- _PAGE EXTRACT_:
'''
Some people are trying to restrict the word "gender" for political purposes, but it also continues to be used as a synonym of biological sex, a meaning that it has had for centuries.

> In the 15th century gender expanded from its use as a term for a grammatical subclass to join sex in referring to either of the two primary biological forms of a species, a meaning sex has had since the 14th century

https://www.merriam-webster.com/dictionary/gender

It's not political. Which programs to allocate the government budget to is political. This is a human rights issue. Extensive research has been done into the relationship between the physical, psychological, and social aspects of sex and gender, and the definitions we use today reflect our current understanding of how these interact, acknowledging that some people's psychological and social selves may not correspond with their physical biology. Refusal to acknowledge these people's lived experience is pigheaded ignorance and rank bigotry.
'''
- _TASK_: Reproduce the text on the meaning of the word "gender" word for word, including the quoted passage and the link.

- _LISTED RECORDS_:
'''
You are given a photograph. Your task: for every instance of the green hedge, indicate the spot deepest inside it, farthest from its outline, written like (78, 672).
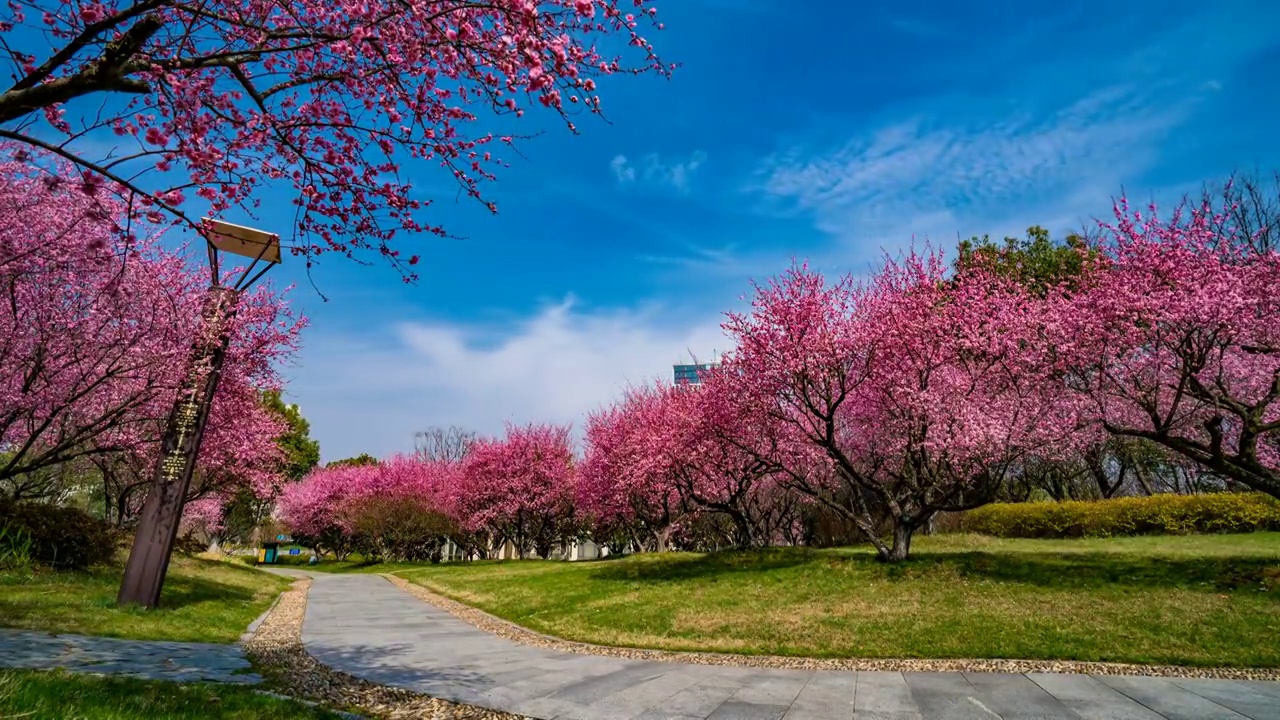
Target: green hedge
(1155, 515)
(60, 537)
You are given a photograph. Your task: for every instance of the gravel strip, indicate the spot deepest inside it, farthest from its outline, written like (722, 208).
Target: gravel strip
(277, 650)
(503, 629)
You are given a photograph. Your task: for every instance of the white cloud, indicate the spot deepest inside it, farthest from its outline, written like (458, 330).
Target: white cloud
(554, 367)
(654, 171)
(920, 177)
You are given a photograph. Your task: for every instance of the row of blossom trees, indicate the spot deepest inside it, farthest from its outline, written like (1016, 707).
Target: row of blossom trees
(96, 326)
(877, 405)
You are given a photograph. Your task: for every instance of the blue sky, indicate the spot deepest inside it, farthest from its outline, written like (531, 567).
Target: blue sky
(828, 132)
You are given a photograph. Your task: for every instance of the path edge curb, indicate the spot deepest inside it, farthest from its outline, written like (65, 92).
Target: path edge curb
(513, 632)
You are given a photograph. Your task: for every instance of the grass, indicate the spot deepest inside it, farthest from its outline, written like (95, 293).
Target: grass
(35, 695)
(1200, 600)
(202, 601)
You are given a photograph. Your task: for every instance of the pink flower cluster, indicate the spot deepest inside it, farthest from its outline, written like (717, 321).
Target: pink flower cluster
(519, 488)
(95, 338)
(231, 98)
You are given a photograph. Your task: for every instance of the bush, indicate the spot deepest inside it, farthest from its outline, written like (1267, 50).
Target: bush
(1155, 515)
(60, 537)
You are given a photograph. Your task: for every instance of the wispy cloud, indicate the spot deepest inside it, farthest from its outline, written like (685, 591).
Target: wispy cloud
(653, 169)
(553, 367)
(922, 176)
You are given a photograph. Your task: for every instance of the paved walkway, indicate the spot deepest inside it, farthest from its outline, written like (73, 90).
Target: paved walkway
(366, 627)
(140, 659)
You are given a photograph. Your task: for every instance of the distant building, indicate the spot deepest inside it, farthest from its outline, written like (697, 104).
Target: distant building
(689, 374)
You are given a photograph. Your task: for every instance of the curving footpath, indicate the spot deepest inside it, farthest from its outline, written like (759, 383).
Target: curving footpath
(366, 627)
'''
- _SOLUTION TO THE PROBLEM_:
Some people are trying to restrict the word "gender" for political purposes, but it also continues to be used as a synonym of biological sex, a meaning that it has had for centuries.

> In the 15th century gender expanded from its use as a term for a grammatical subclass to join sex in referring to either of the two primary biological forms of a species, a meaning sex has had since the 14th century

https://www.merriam-webster.com/dictionary/gender

It's not political. Which programs to allocate the government budget to is political. This is a human rights issue. Extensive research has been done into the relationship between the physical, psychological, and social aspects of sex and gender, and the definitions we use today reflect our current understanding of how these interact, acknowledging that some people's psychological and social selves may not correspond with their physical biology. Refusal to acknowledge these people's lived experience is pigheaded ignorance and rank bigotry.